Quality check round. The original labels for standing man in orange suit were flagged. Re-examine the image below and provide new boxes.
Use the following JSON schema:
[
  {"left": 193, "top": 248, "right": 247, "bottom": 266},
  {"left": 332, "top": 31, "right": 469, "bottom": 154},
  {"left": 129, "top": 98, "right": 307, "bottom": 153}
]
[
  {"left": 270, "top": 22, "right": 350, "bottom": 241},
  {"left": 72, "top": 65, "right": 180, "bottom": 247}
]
☆ ☆ ☆ ☆
Challenge:
Quote all of the material above word for word, keeping every line, bracket, and number unchanged.

In response:
Quality check round. The original labels for standing man in orange suit were flagged. Re-examine the image below and provide new boxes.
Use the following JSON schema:
[
  {"left": 193, "top": 248, "right": 247, "bottom": 266},
  {"left": 332, "top": 31, "right": 469, "bottom": 154},
  {"left": 129, "top": 98, "right": 307, "bottom": 153}
]
[
  {"left": 270, "top": 22, "right": 350, "bottom": 241},
  {"left": 72, "top": 65, "right": 180, "bottom": 247}
]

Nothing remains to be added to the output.